* DATA FOR THIS TASK
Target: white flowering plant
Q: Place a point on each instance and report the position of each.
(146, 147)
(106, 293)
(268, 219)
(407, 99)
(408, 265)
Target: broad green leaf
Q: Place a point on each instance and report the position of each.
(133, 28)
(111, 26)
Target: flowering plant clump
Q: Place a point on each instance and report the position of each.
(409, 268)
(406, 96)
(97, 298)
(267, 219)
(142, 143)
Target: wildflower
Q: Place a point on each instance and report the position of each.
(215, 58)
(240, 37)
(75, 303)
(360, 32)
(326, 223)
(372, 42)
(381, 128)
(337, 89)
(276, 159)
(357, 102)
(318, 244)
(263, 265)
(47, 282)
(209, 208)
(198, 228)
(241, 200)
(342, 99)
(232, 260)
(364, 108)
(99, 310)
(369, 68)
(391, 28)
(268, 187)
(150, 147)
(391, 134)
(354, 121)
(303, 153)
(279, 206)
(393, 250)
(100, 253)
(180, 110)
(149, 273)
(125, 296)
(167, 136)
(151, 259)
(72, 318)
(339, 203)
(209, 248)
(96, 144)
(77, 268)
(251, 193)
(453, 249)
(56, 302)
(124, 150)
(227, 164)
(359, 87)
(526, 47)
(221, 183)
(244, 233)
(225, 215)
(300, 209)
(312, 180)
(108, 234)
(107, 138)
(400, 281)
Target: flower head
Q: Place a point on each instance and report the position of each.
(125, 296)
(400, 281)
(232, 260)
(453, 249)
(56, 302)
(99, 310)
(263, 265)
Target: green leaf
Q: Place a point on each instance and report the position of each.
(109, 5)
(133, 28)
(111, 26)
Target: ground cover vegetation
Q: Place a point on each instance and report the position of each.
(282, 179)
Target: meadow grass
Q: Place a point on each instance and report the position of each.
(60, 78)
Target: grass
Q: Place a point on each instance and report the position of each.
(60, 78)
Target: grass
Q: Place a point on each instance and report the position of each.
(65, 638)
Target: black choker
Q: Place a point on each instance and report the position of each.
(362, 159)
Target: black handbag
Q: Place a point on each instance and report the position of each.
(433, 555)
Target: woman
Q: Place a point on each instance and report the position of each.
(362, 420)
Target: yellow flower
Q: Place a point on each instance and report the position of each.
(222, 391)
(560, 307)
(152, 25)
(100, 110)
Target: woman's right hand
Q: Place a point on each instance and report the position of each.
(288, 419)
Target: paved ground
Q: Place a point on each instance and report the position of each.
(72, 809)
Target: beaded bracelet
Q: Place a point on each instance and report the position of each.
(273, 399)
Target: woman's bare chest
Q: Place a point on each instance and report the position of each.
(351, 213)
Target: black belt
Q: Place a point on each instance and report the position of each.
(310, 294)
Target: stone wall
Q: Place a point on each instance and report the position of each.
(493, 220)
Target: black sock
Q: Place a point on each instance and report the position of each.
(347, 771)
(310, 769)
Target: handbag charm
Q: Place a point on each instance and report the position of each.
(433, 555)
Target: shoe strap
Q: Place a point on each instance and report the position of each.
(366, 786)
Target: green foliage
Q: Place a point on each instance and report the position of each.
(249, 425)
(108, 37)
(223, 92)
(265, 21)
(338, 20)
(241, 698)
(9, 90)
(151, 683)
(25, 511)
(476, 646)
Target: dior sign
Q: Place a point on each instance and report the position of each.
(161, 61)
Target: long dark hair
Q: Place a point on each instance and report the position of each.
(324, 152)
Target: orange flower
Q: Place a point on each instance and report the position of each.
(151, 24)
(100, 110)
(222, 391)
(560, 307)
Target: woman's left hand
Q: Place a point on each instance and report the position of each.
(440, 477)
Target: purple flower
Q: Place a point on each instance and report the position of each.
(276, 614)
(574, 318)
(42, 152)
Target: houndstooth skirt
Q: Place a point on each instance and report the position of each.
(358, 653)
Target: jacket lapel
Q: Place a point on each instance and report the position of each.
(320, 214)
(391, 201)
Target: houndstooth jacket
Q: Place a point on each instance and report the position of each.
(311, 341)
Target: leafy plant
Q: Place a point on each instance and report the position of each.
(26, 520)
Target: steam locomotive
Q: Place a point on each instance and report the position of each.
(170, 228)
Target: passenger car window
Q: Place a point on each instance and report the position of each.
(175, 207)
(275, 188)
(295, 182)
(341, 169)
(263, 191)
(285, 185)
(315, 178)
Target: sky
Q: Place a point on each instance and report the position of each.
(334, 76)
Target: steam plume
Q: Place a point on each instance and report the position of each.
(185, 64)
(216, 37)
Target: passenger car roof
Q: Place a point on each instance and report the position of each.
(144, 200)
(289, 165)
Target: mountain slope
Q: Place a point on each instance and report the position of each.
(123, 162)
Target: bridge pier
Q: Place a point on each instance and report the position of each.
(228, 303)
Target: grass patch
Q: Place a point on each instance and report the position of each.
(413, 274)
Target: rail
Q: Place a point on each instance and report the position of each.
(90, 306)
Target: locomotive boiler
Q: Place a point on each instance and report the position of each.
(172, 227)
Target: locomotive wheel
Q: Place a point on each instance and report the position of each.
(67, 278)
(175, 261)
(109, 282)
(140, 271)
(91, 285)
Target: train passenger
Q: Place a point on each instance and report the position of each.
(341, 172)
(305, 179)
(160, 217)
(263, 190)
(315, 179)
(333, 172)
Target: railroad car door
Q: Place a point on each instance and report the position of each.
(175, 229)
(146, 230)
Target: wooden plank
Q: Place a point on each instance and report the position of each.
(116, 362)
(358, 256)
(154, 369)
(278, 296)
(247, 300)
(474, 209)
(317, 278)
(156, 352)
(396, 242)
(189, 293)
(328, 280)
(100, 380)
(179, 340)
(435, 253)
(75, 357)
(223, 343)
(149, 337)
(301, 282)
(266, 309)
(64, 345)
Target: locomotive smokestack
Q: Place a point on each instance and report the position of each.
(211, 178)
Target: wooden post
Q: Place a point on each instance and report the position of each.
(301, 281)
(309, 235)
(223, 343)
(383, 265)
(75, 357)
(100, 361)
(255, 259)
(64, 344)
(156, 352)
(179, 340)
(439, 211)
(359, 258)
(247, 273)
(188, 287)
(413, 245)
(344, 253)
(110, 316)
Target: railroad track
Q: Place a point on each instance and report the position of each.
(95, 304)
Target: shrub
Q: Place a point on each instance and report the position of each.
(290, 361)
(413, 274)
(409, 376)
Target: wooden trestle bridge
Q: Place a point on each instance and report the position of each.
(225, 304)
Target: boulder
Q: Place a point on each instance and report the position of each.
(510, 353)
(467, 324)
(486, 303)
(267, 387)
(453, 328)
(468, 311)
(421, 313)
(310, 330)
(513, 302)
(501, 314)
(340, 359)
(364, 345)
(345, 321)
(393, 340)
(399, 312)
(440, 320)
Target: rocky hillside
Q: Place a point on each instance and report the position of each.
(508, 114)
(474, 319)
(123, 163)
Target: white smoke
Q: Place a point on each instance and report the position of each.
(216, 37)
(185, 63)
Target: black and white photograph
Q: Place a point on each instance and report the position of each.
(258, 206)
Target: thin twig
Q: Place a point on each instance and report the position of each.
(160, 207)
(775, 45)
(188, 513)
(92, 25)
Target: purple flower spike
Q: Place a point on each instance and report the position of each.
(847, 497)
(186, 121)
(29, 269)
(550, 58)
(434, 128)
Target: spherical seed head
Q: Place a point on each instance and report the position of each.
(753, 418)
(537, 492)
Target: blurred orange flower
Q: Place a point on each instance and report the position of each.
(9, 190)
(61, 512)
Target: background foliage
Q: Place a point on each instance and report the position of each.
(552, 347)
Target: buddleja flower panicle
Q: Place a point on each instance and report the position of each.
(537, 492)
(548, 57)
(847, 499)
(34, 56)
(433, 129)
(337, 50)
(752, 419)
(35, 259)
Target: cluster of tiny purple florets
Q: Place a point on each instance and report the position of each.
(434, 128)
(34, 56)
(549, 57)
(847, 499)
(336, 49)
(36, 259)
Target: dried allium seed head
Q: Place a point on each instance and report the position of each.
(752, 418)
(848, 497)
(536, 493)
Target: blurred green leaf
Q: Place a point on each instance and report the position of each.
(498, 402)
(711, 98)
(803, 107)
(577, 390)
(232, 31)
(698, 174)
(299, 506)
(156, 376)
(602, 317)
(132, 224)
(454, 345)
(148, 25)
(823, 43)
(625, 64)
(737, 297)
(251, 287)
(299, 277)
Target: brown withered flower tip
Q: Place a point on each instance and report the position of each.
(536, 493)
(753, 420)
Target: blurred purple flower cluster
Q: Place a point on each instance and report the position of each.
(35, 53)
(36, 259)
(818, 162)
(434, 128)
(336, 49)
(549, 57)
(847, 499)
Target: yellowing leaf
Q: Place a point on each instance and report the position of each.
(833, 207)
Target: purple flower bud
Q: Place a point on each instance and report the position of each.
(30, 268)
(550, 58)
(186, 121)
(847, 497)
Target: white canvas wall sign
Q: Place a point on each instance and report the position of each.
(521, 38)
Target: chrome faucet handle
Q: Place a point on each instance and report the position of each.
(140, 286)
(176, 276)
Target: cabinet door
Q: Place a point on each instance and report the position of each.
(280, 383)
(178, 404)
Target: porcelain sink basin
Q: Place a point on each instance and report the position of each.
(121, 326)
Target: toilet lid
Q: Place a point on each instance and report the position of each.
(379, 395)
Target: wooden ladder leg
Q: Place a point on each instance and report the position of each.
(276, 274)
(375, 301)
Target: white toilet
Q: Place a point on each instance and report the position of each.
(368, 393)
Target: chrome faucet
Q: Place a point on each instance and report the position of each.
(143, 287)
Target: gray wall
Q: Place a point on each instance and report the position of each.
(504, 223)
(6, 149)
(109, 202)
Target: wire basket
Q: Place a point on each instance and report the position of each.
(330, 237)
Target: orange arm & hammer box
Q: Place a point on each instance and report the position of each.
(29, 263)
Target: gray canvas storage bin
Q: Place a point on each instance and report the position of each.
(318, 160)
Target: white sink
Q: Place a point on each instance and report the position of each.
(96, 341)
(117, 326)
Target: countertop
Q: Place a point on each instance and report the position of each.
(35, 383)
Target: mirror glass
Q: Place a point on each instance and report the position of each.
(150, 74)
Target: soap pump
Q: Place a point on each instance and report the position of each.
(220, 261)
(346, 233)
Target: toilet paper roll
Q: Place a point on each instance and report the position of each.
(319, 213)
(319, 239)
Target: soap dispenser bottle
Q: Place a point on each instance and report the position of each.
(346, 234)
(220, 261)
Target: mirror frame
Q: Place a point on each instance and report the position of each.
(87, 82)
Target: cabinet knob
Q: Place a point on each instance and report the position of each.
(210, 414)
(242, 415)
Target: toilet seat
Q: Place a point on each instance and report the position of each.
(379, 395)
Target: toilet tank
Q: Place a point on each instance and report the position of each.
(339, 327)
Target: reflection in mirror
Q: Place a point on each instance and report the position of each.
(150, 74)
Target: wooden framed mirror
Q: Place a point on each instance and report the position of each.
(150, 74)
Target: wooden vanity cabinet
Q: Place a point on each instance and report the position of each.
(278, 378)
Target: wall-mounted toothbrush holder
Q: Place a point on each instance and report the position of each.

* YOUR ASSIGNMENT
Restate word for word the entries above from the line with "Target: dior sign" through the line with "Target: jacket lapel", inclusive, leaving out everything else.

* EXERCISE ANSWER
Target: dior sign
Q: Place a point on each instance and report the position of each.
(161, 61)
Target: long dark hair
Q: Place a point on each instance and report the position of each.
(324, 152)
Target: orange flower
Q: Place a point on each instance and report the position of each.
(151, 24)
(100, 110)
(222, 391)
(560, 307)
Target: woman's left hand
Q: Place a point on each instance and report the position of each.
(440, 477)
Target: purple flower
Q: Place a point on each instance and report the position of each.
(276, 614)
(574, 318)
(42, 152)
Target: houndstooth skirt
Q: Place a point on each instance and report the position of each.
(358, 653)
Target: jacket lapel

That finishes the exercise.